◆ **Raw data**:
[start]
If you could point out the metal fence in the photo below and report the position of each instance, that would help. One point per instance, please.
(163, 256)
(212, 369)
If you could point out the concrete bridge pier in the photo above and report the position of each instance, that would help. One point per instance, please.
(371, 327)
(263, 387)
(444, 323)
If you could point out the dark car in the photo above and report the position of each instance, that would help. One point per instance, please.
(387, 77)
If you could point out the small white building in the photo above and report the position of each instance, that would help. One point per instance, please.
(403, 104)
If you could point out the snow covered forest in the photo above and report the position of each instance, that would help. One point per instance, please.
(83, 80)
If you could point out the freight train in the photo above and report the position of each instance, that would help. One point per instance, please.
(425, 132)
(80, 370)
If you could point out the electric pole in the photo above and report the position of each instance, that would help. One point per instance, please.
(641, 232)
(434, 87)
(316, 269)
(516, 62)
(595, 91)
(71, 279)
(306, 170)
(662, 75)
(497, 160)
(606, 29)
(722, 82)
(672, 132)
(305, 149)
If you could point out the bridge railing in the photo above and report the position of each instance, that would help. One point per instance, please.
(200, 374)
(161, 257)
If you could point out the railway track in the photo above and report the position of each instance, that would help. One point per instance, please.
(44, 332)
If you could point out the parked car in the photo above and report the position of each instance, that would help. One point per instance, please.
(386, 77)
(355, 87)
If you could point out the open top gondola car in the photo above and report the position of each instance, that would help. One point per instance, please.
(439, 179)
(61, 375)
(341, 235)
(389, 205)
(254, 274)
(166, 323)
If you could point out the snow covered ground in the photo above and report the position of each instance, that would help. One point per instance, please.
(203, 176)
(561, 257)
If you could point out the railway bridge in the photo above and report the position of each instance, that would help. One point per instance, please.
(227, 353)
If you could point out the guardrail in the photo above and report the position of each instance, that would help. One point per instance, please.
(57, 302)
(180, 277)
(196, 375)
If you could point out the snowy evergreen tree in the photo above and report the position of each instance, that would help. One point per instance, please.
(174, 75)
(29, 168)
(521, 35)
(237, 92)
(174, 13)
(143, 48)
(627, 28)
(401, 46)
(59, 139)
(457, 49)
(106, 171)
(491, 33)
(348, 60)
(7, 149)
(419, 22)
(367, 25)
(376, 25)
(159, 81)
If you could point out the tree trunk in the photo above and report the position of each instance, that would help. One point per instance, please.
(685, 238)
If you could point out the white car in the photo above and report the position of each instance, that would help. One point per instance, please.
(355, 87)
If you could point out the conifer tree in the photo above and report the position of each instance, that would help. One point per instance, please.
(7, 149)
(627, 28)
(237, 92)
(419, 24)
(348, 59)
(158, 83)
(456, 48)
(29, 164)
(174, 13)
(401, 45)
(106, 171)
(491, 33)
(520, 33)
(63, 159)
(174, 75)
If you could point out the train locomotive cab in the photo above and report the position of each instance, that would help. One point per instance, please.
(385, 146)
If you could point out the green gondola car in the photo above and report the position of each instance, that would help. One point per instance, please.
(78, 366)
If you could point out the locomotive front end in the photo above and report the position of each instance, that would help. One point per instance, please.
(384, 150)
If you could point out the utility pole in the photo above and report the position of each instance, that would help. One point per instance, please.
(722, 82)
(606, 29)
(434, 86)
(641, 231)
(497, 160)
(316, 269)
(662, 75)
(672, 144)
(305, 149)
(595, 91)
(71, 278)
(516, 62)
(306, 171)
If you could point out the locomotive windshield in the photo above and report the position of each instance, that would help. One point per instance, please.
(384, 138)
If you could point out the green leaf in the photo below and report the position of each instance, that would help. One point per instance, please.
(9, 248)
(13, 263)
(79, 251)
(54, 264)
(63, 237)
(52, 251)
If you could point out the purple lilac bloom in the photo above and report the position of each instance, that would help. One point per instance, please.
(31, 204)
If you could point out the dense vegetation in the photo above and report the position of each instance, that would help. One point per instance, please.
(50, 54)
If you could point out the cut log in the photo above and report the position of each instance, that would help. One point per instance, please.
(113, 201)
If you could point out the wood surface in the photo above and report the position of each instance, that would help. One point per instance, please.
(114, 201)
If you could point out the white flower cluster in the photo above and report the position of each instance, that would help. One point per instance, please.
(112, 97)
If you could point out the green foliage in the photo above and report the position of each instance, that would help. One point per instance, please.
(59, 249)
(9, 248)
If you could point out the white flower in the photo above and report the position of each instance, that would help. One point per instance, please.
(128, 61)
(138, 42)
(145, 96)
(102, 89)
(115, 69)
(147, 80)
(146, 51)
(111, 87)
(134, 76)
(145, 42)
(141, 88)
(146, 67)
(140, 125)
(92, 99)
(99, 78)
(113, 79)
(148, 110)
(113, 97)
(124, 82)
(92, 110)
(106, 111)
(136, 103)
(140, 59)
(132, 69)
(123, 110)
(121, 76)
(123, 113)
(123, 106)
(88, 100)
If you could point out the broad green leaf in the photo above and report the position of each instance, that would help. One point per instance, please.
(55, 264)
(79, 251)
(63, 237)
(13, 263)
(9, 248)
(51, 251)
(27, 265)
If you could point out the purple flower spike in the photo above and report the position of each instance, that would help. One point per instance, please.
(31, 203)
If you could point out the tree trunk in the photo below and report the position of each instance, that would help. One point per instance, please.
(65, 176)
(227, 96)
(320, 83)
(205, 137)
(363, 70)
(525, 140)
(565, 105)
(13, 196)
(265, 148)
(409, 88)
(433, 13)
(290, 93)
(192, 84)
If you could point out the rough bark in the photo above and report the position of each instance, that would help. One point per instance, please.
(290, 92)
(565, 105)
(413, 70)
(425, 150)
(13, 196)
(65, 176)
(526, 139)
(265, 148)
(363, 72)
[end]
◆ **Given instruction**: Format the stretch of records from the line containing "If you could point out the dense" through the last line as a JSON list of strings, one string per line, skipping any blank lines.

◆ **Exercise response**:
[
  "If you could point out the dense vegetation in the photo above and report the position of each instance, that would help. One point per instance, please.",
  "(50, 54)",
  "If you could point out the cut log in the photo above and report the position of each instance, that would help. One point per instance, please.",
  "(113, 201)",
  "If you could point out the wood surface in the photo above and report the position of each instance, that would help. One point per instance, please.",
  "(114, 201)",
  "If you could point out the white flower cluster in the photo above and report the position of each instance, that would help. One point per instance, please.",
  "(112, 97)",
  "If you could point out the green foliage in the photo above and report the position of each instance, that would help. One point per instance, please.",
  "(59, 249)",
  "(9, 248)",
  "If you could point out the white flower in the photo above and report the position of each instance, that would help. One point per instance, please.",
  "(128, 61)",
  "(138, 42)",
  "(145, 96)",
  "(102, 89)",
  "(115, 69)",
  "(147, 80)",
  "(146, 51)",
  "(111, 87)",
  "(134, 76)",
  "(145, 42)",
  "(141, 88)",
  "(146, 67)",
  "(140, 125)",
  "(92, 99)",
  "(99, 78)",
  "(113, 79)",
  "(148, 110)",
  "(113, 97)",
  "(124, 82)",
  "(92, 110)",
  "(106, 111)",
  "(136, 103)",
  "(140, 59)",
  "(132, 69)",
  "(123, 110)",
  "(121, 76)",
  "(123, 113)",
  "(123, 106)",
  "(88, 100)",
  "If you could point out the broad green leaf in the photo above and report the position of each instance, that would help. One point per instance, please.",
  "(55, 264)",
  "(79, 251)",
  "(63, 237)",
  "(13, 263)",
  "(9, 248)",
  "(51, 251)",
  "(27, 265)",
  "If you could point out the purple flower spike in the photo above and report the position of each instance, that would help. One point per instance, please.",
  "(31, 203)",
  "If you could point out the tree trunk in the photo below and report the position of each instance, that would help. One point per instance, please.",
  "(65, 176)",
  "(227, 96)",
  "(320, 83)",
  "(205, 137)",
  "(363, 70)",
  "(525, 140)",
  "(565, 105)",
  "(13, 196)",
  "(265, 148)",
  "(409, 88)",
  "(433, 13)",
  "(290, 93)",
  "(192, 84)",
  "If you could point out the rough bark in the photo above and report the position of each instance, that would help. One point per instance, please.",
  "(290, 92)",
  "(565, 105)",
  "(413, 70)",
  "(425, 150)",
  "(13, 196)",
  "(65, 176)",
  "(526, 139)",
  "(265, 148)",
  "(363, 72)"
]